WHAT THE EXERCISE ASKS: State how many lines of the data below include the word "white". Reply with the number alone.

DATA SUPPLIED:

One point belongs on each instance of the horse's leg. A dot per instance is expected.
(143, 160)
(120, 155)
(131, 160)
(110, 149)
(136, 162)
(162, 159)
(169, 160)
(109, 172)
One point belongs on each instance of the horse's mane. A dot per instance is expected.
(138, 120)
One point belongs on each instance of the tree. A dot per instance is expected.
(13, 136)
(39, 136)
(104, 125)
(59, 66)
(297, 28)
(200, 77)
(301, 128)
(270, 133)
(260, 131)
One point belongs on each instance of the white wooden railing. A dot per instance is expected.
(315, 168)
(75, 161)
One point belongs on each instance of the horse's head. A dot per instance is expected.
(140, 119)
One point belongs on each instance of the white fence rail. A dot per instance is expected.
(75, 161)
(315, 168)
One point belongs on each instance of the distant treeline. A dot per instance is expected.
---
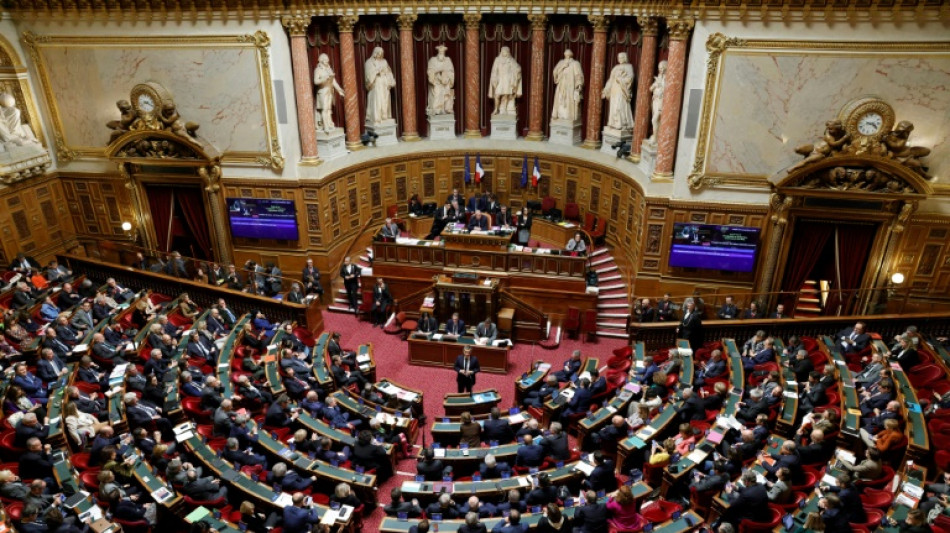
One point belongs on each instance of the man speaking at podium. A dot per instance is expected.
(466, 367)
...
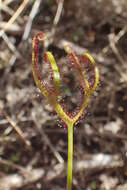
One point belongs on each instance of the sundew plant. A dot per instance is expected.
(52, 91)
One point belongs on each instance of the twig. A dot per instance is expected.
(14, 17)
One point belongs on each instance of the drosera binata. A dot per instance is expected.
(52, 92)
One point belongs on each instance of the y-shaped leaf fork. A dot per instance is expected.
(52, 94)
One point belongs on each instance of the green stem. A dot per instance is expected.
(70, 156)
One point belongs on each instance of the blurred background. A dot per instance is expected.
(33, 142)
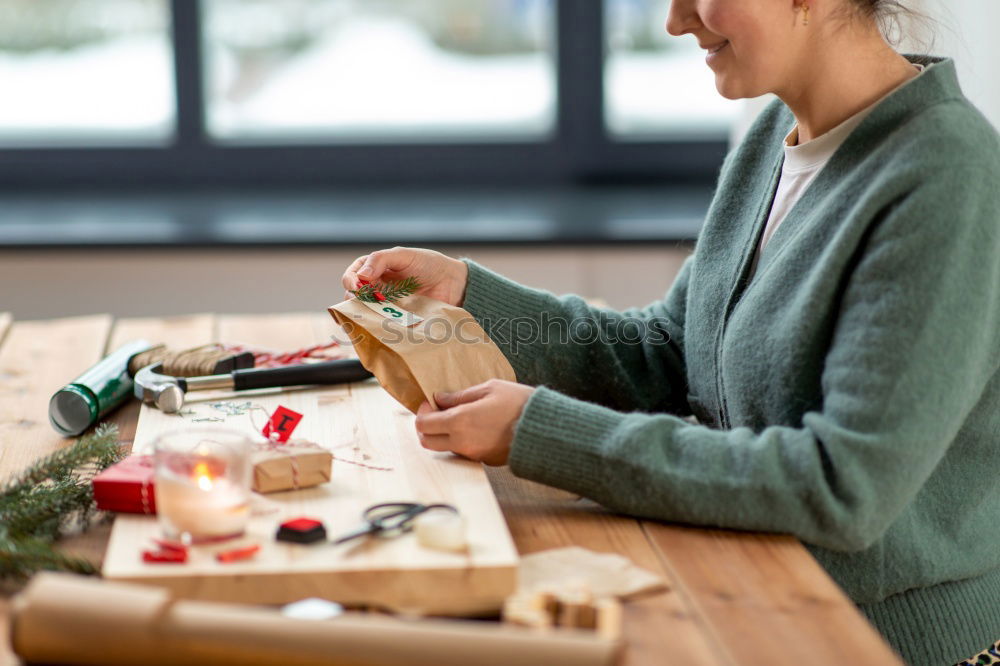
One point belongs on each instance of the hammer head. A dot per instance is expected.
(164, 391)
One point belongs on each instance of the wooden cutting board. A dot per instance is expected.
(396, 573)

THE SOLUTION: 2